■ Exercise instructions
Edit the material below so that every "one box per line" becomes "one box per row", with everything else left unchanged.

■ Object detection data
----

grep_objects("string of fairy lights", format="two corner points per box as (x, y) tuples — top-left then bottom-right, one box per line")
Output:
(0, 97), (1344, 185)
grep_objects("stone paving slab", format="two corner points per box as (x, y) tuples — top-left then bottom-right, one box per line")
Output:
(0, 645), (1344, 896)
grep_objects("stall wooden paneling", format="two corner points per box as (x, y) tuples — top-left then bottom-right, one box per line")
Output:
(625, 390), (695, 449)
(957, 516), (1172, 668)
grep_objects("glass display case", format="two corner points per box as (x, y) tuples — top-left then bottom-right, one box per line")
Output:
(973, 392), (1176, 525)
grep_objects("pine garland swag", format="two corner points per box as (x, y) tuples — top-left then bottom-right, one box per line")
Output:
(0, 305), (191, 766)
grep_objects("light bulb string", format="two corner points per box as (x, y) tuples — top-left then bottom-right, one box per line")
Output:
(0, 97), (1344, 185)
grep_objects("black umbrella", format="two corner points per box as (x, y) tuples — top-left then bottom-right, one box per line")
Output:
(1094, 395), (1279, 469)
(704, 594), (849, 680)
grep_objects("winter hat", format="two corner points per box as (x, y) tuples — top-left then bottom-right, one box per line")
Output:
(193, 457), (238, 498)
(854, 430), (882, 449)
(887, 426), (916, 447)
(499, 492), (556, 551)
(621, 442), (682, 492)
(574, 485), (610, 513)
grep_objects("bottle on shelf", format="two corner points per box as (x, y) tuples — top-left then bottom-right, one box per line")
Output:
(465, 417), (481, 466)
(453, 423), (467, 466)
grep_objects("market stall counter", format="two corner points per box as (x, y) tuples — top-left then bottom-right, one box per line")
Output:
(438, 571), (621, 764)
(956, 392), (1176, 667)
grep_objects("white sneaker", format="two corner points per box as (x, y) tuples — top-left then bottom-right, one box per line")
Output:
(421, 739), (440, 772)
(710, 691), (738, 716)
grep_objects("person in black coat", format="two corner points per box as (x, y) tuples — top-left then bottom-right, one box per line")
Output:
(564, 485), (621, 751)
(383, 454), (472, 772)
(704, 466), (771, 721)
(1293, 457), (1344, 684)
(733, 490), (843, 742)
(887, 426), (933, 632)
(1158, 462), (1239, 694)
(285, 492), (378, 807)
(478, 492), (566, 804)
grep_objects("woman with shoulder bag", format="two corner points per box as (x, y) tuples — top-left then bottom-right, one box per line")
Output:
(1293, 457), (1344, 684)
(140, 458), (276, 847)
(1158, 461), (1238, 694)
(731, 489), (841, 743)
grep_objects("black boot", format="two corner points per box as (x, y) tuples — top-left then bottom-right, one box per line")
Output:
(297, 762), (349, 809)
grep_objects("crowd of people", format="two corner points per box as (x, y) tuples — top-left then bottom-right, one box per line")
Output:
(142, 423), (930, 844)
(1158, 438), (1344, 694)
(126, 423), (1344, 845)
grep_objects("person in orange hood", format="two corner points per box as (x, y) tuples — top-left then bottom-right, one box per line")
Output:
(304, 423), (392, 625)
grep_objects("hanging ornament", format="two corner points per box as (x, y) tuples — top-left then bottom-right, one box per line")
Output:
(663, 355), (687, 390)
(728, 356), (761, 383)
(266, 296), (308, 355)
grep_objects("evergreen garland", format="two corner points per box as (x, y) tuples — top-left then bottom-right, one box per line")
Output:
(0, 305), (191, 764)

----

■ In response
grep_objects("string of fairy lights", format="two corner points per box as (x, y) tuples — top-left then bottom-right, one box per row")
Output:
(0, 97), (1344, 185)
grep_objects("stone paving slab", format="two corner points per box as (x, y) tuples — top-left then bottom-right, one box per row")
Output:
(0, 645), (1344, 896)
grep_objects("stall wooden paneling", format="two corner points per box as (x, y) tuples — top-left then bottom-right, one box per row")
Output:
(625, 390), (695, 449)
(957, 516), (1172, 668)
grep_objects("glass display case", format="two corner points per box as (x, y) tuples — top-left then bottom-right, one box per row")
Output:
(973, 392), (1176, 525)
grep_objects("pine garland swag", format="two corner points per box as (x, y) tuples — top-left then bottom-right, one box per row")
Output:
(0, 305), (191, 766)
grep_objects("light bulb string", format="two corner points per box as (x, y) tuples — top-left then bottom-right, one box per row")
Output:
(0, 97), (1344, 185)
grep_objects("black umbrella", format="two corner points per box as (x, y) tuples — top-left then bottom-right, one box per row")
Output:
(1094, 395), (1279, 469)
(704, 594), (849, 680)
grep_objects("winter hat", format="two corner points per box as (x, y) tuples — top-left then bottom-right, one box per row")
Output:
(193, 457), (238, 498)
(854, 430), (882, 449)
(887, 426), (916, 447)
(499, 492), (556, 551)
(621, 442), (682, 492)
(574, 485), (610, 513)
grep_objects("bottle on shelf", format="two corner points per box as (x, y) tuples — top-left then bottom-right, one box per row")
Output:
(465, 417), (481, 466)
(453, 423), (467, 466)
grep_objects("market stall counter", format="two corner points per box as (x, y) tuples — top-left then bottom-right, one box per row")
Output:
(438, 571), (621, 764)
(956, 392), (1176, 667)
grep_objects("white sneaker", format="two corner points per box as (x, y) tuples — top-left then bottom-right, one box per row")
Output:
(421, 739), (440, 772)
(710, 691), (738, 716)
grep_objects("person in black coat", format="two corner points per box as (x, y) tuples — top-left then bottom-right, one box per row")
Output:
(564, 485), (621, 751)
(383, 454), (472, 772)
(704, 466), (771, 721)
(1293, 457), (1344, 684)
(733, 490), (843, 742)
(887, 426), (933, 632)
(1158, 462), (1239, 694)
(285, 492), (378, 807)
(478, 492), (566, 804)
grep_objects("woman with shoulder bag", format="two corner points per box as (x, y) tuples — top-left then bottom-right, one box per row")
Output:
(1293, 457), (1344, 684)
(140, 458), (276, 847)
(1158, 461), (1238, 694)
(731, 489), (841, 743)
grep_objects("black boot", format="two corner points per box as (x, y) tuples — top-left then bottom-right, one box per row")
Output:
(297, 762), (349, 809)
grep_objects("crowd of people", format="two corner points per box as (x, y) tuples — top-left then bottom-right, one box per row")
Output:
(142, 423), (930, 844)
(1158, 438), (1344, 694)
(126, 423), (1344, 845)
grep_objects("person in orange hood", format="two corner points per box as (x, y) tuples — top-left then bottom-right, one box per row")
Output:
(304, 423), (392, 625)
grep_objects("hanging ornament", format="two corner points per box as (x, y) tuples — top-left then bottom-right, one box per row")
Output:
(663, 355), (687, 390)
(728, 356), (761, 383)
(266, 296), (308, 355)
grep_objects("evergreen garland", format="two corner points per box as (x, y) tuples — top-left then bottom-right, one box per row")
Output:
(0, 305), (191, 764)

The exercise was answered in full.